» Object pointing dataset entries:
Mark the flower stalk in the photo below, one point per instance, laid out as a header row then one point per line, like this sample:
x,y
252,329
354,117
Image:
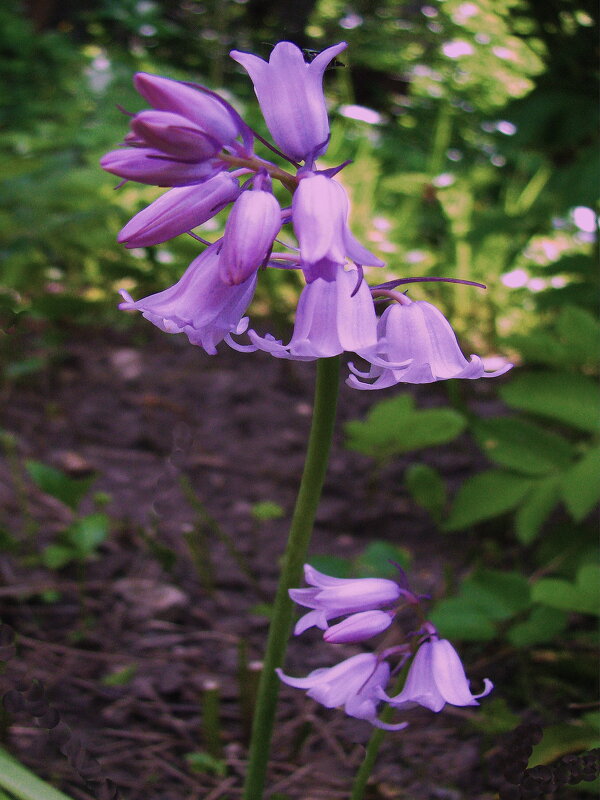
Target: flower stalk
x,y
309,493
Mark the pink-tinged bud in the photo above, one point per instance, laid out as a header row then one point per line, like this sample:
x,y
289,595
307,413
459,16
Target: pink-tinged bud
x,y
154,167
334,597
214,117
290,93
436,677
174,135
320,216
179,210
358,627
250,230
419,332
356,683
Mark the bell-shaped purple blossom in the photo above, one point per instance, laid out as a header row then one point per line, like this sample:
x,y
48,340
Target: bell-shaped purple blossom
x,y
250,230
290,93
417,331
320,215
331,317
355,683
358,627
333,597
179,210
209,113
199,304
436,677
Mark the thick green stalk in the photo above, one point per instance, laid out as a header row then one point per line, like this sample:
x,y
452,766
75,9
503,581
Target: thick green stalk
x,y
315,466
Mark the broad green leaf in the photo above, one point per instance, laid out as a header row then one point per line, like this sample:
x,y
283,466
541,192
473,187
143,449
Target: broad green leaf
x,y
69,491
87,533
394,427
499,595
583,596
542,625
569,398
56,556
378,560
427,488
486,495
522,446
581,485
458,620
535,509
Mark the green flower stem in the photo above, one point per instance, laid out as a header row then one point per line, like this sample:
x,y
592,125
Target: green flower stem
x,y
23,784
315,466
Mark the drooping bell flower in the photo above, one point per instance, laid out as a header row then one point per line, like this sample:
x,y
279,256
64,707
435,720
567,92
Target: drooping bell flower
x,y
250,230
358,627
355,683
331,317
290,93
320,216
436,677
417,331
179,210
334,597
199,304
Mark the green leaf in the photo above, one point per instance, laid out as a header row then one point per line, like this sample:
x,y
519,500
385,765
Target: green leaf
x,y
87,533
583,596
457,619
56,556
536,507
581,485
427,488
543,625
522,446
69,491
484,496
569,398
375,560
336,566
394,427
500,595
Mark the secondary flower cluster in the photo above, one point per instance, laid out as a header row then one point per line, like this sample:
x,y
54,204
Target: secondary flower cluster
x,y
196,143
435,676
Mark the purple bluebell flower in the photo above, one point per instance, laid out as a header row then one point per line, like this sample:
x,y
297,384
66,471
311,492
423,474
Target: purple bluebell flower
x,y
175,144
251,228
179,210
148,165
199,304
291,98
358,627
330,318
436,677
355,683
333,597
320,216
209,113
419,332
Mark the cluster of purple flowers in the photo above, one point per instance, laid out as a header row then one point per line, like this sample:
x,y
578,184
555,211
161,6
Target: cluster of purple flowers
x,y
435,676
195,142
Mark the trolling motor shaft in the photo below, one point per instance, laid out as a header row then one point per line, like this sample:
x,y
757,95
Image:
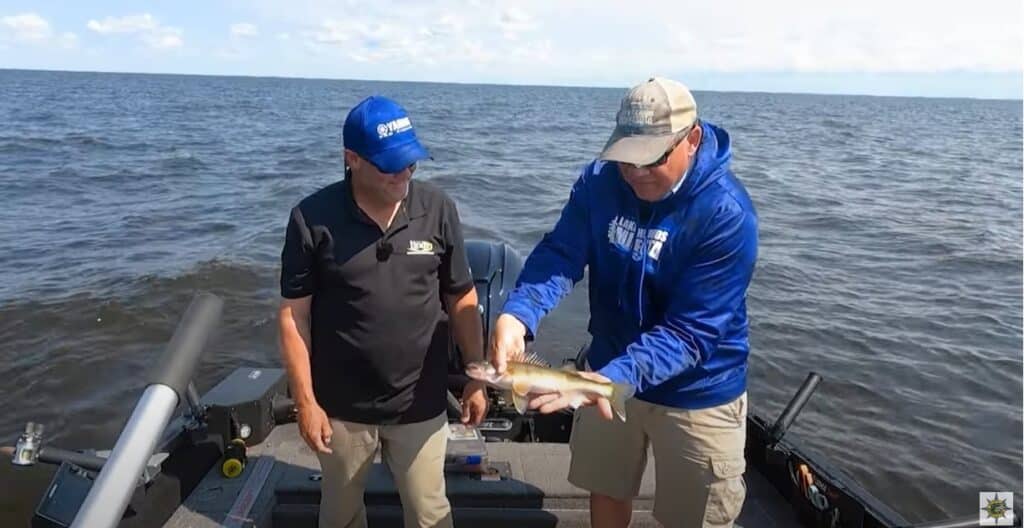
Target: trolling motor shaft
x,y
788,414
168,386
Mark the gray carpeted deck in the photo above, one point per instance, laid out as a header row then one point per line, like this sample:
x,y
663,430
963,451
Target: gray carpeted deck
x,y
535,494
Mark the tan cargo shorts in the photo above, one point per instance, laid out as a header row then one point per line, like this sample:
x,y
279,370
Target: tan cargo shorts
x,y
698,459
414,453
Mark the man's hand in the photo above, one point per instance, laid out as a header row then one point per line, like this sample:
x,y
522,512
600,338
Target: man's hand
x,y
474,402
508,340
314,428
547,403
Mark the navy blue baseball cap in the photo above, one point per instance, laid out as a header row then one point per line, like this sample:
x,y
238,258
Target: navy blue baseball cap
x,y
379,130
==
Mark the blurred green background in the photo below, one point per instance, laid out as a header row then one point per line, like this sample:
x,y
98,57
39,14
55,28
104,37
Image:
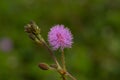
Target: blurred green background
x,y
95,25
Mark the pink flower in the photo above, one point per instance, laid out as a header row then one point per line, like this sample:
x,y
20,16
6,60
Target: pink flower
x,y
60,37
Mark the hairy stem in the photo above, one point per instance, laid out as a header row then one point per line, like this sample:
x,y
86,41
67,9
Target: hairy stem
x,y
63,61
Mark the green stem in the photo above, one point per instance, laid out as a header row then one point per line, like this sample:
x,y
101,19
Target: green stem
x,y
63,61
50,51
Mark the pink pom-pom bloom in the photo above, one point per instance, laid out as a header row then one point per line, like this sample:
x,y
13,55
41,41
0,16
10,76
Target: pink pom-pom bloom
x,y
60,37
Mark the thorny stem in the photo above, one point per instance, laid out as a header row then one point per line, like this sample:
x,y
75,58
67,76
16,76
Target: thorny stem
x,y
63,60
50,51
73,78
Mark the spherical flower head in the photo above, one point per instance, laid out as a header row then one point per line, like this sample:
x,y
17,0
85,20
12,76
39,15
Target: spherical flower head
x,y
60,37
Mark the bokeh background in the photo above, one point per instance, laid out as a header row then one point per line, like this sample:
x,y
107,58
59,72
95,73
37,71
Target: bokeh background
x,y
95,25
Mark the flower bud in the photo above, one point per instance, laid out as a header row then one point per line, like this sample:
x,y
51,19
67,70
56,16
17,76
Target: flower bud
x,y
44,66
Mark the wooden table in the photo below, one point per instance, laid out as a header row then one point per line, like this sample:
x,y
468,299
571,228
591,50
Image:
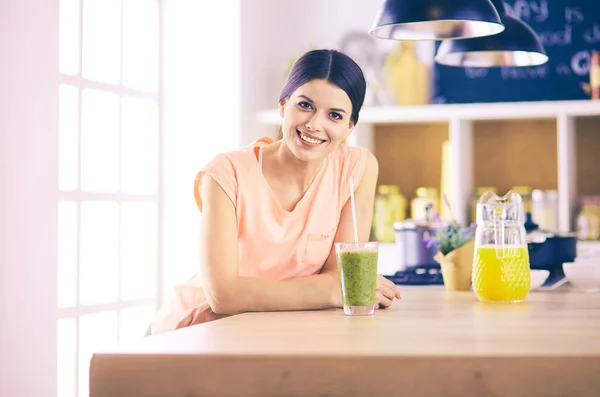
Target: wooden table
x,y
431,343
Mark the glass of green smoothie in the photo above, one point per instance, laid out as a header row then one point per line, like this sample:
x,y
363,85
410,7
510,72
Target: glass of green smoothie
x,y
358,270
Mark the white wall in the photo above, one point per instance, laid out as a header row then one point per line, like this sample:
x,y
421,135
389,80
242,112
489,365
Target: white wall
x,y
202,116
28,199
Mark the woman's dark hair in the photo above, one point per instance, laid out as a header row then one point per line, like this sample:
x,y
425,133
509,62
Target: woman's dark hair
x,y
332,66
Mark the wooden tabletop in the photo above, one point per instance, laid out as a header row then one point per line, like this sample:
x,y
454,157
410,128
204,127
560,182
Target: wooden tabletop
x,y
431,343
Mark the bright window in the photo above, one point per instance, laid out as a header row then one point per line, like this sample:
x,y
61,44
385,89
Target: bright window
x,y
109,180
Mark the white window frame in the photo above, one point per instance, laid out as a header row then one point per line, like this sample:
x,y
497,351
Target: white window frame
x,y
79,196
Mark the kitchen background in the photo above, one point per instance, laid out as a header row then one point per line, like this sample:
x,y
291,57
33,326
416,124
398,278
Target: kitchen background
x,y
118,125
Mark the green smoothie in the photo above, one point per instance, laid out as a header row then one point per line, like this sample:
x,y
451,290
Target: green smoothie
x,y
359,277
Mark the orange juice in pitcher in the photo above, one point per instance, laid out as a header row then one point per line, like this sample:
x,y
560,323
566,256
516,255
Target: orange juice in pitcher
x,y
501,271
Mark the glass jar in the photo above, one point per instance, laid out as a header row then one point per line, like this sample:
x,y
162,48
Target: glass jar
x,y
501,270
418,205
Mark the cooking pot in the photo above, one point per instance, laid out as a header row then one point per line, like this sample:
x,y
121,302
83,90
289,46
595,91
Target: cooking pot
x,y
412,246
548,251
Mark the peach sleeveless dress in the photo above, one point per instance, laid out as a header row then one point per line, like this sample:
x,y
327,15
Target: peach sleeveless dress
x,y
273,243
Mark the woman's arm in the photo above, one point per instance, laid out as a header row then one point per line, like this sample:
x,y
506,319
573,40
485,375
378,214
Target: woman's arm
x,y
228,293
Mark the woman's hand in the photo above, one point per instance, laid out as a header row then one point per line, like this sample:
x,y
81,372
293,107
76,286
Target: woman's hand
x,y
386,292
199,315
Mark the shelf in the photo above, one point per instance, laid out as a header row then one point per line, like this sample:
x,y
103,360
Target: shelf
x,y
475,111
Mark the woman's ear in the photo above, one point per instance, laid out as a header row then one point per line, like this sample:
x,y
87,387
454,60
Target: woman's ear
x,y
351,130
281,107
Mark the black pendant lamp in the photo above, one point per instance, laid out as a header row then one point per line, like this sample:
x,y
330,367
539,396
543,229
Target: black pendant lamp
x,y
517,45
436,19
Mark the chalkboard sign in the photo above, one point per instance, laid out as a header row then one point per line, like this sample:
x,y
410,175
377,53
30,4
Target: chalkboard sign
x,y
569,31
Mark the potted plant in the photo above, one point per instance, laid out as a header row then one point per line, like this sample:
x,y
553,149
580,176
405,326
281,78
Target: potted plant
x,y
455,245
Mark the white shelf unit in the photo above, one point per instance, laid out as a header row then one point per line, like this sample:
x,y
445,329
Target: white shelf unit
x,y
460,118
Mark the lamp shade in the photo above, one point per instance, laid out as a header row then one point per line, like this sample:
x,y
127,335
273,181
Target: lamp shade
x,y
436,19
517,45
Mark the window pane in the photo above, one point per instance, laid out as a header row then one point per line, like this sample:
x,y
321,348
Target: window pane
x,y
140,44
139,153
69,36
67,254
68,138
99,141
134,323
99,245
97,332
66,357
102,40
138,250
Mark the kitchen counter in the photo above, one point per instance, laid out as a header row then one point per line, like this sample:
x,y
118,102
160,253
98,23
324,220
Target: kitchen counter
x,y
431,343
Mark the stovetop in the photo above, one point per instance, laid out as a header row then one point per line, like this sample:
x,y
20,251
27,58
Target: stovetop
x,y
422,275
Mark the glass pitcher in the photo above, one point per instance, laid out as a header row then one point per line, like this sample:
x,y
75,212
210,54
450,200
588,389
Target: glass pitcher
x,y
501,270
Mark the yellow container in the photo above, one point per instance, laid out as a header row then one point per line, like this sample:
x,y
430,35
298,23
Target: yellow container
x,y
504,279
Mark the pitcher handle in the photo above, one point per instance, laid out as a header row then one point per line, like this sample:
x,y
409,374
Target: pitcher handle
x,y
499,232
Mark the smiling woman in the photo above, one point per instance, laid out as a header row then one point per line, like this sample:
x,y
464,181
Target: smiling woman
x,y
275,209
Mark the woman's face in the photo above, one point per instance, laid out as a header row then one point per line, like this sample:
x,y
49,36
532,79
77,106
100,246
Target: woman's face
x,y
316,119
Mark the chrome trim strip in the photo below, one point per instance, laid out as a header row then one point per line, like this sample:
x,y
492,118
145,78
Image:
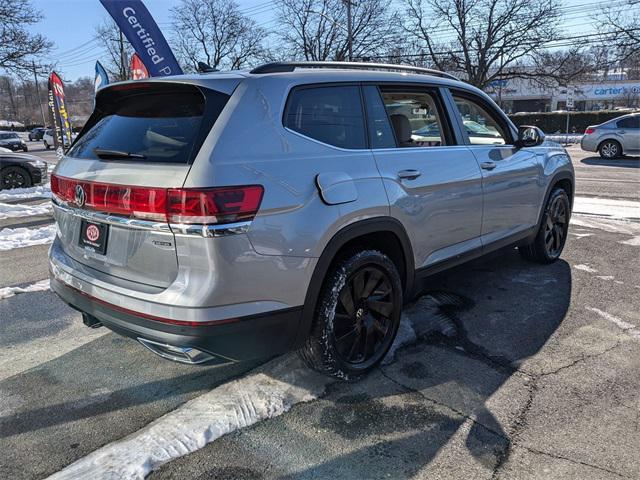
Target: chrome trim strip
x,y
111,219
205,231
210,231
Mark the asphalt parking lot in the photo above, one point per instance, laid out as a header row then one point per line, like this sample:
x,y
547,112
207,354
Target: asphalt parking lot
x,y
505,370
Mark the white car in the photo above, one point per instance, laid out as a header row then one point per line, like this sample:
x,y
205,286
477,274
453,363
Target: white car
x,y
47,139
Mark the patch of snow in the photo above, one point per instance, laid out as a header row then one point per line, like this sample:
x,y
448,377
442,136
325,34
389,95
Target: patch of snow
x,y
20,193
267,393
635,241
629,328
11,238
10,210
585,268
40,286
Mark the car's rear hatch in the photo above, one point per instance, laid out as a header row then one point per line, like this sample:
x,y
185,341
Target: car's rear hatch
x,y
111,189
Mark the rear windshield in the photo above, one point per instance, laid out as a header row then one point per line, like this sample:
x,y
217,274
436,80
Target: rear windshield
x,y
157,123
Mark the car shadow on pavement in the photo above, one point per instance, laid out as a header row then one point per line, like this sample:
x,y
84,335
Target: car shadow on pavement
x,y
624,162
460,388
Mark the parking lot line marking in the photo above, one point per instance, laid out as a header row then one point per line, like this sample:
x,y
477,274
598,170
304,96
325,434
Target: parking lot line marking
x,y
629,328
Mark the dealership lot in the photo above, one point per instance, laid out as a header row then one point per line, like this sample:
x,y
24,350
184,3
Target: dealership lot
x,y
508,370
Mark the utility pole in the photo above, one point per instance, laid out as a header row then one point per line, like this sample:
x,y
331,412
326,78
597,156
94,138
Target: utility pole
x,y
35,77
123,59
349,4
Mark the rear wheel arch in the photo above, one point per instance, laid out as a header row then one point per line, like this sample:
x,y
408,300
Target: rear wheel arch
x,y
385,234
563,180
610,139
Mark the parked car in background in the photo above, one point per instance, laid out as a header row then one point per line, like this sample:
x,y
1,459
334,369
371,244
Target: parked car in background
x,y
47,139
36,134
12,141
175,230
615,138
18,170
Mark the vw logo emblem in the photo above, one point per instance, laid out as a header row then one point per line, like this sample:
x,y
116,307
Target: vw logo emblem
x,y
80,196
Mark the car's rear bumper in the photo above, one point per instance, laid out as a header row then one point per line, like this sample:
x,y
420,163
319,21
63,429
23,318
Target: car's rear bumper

» WHAT THE TASK ASKS: Count the lines of the entries above that contain the string "face", treating uppercase and lowercase as distinct, and give only the number.

» COMPLETED TASK: 2